Doctors Given Own Medicine

 

By Cheryl Powell, Beacon Journal Medical Writer

Akron Beacon Journal

September 21, 2004

Physicians told to take care of themselves, too

 

Some of the worst patients around are doctors themselves. Physicians know the impor­tance of getting enough sleep. They tell their patients to eat well, manage stress and balance work and family. But they need to get better at practicing what they preach. That was the diagnosis shared Friday and Saturday during a conference at Akron Children's Hospital to help the professionals who take care of our health take better care of themselves.

 

About 90 area physicians attended the two-day event, which featured talks by experts from throughout this country and Canada about ways physicians can improve their own health and well-being.

"This is the big myth in medi­cine: Just because we know what we should be doing means that we are all doing It,'' said Dr. Mamta Gautam, a psychiatrist from Ottawa, Canada, whose entire practice is made up of doctors as patients.

* PROVIDED MATERIAL *
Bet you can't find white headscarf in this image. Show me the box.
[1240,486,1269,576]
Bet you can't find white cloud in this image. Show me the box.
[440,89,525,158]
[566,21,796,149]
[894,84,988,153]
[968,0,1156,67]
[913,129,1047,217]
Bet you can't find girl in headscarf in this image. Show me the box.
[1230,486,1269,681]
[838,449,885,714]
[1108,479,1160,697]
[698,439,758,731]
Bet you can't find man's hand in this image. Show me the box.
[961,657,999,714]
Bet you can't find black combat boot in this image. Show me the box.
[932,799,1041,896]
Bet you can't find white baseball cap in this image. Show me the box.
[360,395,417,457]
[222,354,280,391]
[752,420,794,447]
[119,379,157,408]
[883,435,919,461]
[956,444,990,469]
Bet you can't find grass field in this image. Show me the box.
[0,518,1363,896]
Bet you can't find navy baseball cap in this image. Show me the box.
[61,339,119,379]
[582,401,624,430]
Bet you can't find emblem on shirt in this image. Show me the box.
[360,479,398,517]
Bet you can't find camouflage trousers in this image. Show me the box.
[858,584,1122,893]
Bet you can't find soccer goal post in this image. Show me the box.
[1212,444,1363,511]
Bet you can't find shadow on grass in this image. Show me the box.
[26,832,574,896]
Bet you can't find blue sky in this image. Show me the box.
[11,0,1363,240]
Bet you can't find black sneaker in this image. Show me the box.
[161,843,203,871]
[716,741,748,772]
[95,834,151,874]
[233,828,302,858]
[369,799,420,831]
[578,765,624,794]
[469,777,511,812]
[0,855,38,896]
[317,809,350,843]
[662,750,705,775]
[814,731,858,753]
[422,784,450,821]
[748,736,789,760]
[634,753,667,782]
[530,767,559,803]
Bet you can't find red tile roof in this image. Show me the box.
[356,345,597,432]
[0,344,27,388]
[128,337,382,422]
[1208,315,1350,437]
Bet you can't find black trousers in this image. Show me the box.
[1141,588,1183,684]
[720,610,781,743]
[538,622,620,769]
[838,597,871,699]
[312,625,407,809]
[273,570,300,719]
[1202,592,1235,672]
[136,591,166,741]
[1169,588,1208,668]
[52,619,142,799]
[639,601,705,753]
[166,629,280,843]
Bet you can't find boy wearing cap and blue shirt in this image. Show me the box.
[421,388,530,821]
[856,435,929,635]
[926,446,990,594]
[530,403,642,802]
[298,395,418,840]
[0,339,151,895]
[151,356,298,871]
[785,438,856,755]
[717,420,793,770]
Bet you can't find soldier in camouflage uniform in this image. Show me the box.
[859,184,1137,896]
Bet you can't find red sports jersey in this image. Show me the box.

* EXERCISE SET *
• a. Reproduce the part of the article on doctors' own health that starts with "Akron Beacon Journal" and goes on through "health and well-being.".
• b. Resume the article on doctors' own health from its last sentence and continue writing it.

* ANSWERS BY ITEM *
• a.
Akron Beacon Journal

September 21, 2004

Physicians told to take care of themselves, too

 

Some of the worst patients around are doctors themselves. Physicians know the impor­tance of getting enough sleep. They tell their patients to eat well, manage stress and balance work and family. But they need to get better at practicing what they preach. That was the diagnosis shared Friday and Saturday during a conference at Akron Children's Hospital to help the professionals who take care of our health take better care of themselves.

 

About 90 area physicians attended the two-day event, which featured talks by experts from throughout this country and Canada about ways physicians can improve their own health and well-being.

• b.
Gautam compared the need for doctors to put their mental and physical health first to the safety tip flight attendants always share with passengers before takeoff. If the pressure in the cabin changes and oxygen masks drop from the ceiling, passengers are urged to secure their own masks first before tending to a child or someone else. The reason is simple: you really can’t help anybody if you’re passed out.

 

“You are no good to anybody – your patients, your family, your friends, your community – if you are not taking care of yourself,” Gautam said.

 

Dr. Jeff Kempf, an emergency medicine physician and pediatric residency program director at Children’s, helped organize the event as part of the hospital’s efforts to improve physician wellness. “Physicians are horrible role models for wellness,” he said. “they don’t think they can be hurt. It’s always someone else. I think it has been ingrained in physicians that the patients come first, sometimes to the detriment of your own health or family.”

 

In fact, a study recently published in the Journal of the American Medical Association concluded that the culture of medicine puts a low priority on physician mental health, despite evidence that doctors have a higher suicide rate than the general population.

 

Many people face stress and burnout on the job. But the very personality traits that make people good doctors can make them more likely to face burn-out, Gautam said. As a group, doctors tend to be perfectionists who like to please people, she said. Typically, doctors like to have control of situations and tend to feel a sense of responsibility and guilt for things that happen. “We’re unrelentingly perfect,” she said.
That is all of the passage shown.